Thanks! Yeah I think that makes sense. 

> > What about ordering the enum in IOOp (no bytes/bytes) so that we could check
> > that io_op >= "our firt bytes enum" instead?
> >
> > Also we could create a macro on top of that to make it clear. And a comment
> > would be needed around the IOOp definition.
> >
> > I think that would be simpler to maintain should we add no bytes or bytes op in
> > the future.
> 
> I think this is a good idea. I applied all the comments.

Thanks!

+ * non-byte-measured and byte-measured operations. So, that makes is easier
+ * to check whether IO is measured in bytes.

s/that makes is/that makes it/

+ *
+ * Note: If this enum is modified, ensure that both `IOOP_NUM_TYPES` macro
+ * and the `ioop_measured_in_bytes` function are updated accordingly.

Yeah, or?

"Ensure IOOP_EXTEND is the first and IOOP_WRITE the last ones in the measured in
bytes" group and that the groups stay in that order. 

That would make the "checks" local to the enum def should someone modify it.

> Created an
> inline function instead of macro and added this 'Assert((unsigned int)
> io_object < IOOBJECT_NUM_TYPES);' to function.

An inline function seems the right choice for me too.

+===+

- REQUIREMENT
Carry on the code review reply about ordering the IOOp enum, picking up after its final sentence.

+===+

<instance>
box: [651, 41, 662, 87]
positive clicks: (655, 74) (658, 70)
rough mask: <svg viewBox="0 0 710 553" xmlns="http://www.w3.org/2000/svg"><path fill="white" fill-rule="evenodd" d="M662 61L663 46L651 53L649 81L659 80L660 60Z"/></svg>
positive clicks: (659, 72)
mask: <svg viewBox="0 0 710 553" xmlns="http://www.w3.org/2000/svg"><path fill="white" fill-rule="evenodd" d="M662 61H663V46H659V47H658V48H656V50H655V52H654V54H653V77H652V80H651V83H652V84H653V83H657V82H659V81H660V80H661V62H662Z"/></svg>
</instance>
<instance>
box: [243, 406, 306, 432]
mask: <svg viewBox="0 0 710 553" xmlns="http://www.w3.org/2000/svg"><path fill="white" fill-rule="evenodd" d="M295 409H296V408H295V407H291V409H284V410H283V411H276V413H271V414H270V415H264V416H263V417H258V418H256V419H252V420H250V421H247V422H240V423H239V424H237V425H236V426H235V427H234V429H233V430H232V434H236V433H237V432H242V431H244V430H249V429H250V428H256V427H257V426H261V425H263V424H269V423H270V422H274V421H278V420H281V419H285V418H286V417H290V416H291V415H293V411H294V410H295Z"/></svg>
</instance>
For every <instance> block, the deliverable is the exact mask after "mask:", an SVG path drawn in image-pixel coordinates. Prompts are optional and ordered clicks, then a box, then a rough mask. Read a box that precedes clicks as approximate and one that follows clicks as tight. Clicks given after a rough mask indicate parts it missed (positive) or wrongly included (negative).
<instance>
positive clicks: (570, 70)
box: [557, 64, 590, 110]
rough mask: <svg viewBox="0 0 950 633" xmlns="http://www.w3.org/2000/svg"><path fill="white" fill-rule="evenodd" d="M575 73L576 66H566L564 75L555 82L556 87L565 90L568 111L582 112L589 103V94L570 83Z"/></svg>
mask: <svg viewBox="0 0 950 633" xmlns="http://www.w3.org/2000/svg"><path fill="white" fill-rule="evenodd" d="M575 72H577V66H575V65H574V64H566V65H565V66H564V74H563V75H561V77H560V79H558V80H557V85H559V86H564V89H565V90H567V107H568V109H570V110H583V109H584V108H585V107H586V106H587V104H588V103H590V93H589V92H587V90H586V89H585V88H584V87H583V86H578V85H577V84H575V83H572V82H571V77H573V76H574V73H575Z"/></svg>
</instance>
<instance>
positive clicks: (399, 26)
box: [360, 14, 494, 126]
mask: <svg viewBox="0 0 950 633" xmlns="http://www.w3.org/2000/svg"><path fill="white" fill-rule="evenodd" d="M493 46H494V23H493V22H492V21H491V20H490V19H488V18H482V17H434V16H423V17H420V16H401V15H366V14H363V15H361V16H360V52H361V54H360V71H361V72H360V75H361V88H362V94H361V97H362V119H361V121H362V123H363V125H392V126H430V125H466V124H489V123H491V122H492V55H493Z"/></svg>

+===+

- TASK ANSWER
> Done. I moved these checks to the pgstat_count_io_op_n() function. The
> code looks more like its previous version now.

Thanks! Yeah, more easier to follow now.

> > Not sure about "can do IO in bytes" (same wording is used in multiple places).
> 
> I changed it to 'measured in bytes' but I am not sure if this is
> better, open to suggestions.

I'm tempted to say something around "track", would mean things like:

1.

ioop_measured_in_bytes => is_ioop_tracked_in_bytes

2.

s/If an op does not do IO in bytes/If an op does not track bytes/

3.

s/not every IO measured in bytes/not every IO tracks bytes/

4.

s/non-byte-measured and byte-measured/non-tracking and tracking bytes/

Thoughts?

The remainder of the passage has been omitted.